Publication

Sequencing the mouse y chromosome reveals convergent gene acquisition and amplification on both sex chromosomes.

Cell. 2014 Nov 6;159(4):800-13. doi: 10.1016/j.cell.2014.09.052. Epub 2014 Oct 30.

Abstract

We sequenced the MSY (male-specific region of the Y chromosome) of the C57BL/6J strain of the laboratory mouse Mus musculus. In contrast to theories that Y chromosomes are heterochromatic and gene poor, the mouse MSY is 99.9% euchromatic and contains about 700 protein-coding genes. Only 2% of the MSY derives from the ancestral autosomes that gave rise to the mammalian sex chromosomes. Instead, all but 45 of the MSY's genes belong to three acquired, massively amplified gene families that have no homologs on primate MSYs but do have acquired, amplified homologs on the mouse X chromosome. The complete mouse MSY sequence brings to light dramatic forces in sex chromosome evolution: lineage-specific convergent acquisition and amplification of X-Y gene families, possibly fueled by antagonism between acquired X-Y homologs. The mouse MSY sequence presents opportunities for experimental studies of a sex-specific chromosome in its entirety, in a genetically tractable model organism.

● **What to do**
**A.** According to the mouse Y chromosome abstract, about how many protein-coding genes does the mouse MSY contain?
**B.** Please write out the part of the mouse Y chromosome abstract between "Publication" and "2014 Oct 30.", inclusive.
None of the lines after this are needed.

● **Data below**

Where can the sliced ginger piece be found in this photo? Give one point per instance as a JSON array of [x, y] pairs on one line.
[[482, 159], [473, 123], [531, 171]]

● **Expected results**
**A.** About 700.

**B.**
Publication

Sequencing the mouse y chromosome reveals convergent gene acquisition and amplification on both sex chromosomes.

Cell. 2014 Nov 6;159(4):800-13. doi: 10.1016/j.cell.2014.09.052. Epub 2014 Oct 30.